EXERCISE PROMPT: From the listing below, pull out the lines that hold "coordinates".

---*---

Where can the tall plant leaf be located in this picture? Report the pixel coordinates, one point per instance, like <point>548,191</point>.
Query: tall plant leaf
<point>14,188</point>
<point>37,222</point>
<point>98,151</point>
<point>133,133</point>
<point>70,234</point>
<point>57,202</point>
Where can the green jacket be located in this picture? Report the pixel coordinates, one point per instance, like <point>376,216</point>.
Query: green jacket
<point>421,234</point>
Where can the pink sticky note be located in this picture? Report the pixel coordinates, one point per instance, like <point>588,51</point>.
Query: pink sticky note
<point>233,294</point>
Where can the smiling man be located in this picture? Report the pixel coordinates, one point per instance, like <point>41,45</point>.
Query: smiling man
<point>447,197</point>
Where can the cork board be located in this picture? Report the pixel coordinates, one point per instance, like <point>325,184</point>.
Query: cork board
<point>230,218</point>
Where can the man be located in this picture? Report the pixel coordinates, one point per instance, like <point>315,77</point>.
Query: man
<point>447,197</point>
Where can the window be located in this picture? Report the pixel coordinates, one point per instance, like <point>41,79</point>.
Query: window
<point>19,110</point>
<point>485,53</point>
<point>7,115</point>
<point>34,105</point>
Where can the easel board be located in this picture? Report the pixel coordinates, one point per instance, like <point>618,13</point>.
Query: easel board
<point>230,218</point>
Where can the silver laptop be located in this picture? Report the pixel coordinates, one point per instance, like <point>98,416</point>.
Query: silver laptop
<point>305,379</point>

---*---

RESULT OF THE EXERCISE:
Where can the tall plant leaf be located in this picture? Report the pixel coordinates, one point per instance, like <point>548,191</point>.
Where can the green jacket be located in this picture? Report the pixel coordinates, one point per instance, like <point>376,216</point>.
Where can the pink sticky note be located in this picture? Report the pixel coordinates, one point per instance, like <point>588,51</point>.
Where can the smiling man be located in this picture? Report the pixel coordinates, one point per instance, like <point>41,45</point>.
Where can the cork board be located in this picture? Report the pixel coordinates, one point per instance, like <point>325,184</point>.
Where can the man be located in this picture? Report the pixel coordinates, one point per instance, like <point>315,77</point>.
Where can the window be located in this picture? Report the pixel coordinates, one point per instance, like <point>41,79</point>.
Where can the easel board be located in this picture? Report the pixel coordinates, one point per instance, like <point>618,13</point>.
Where can the silver laptop be located in this picture? Report the pixel coordinates, one point per instance, like <point>98,416</point>.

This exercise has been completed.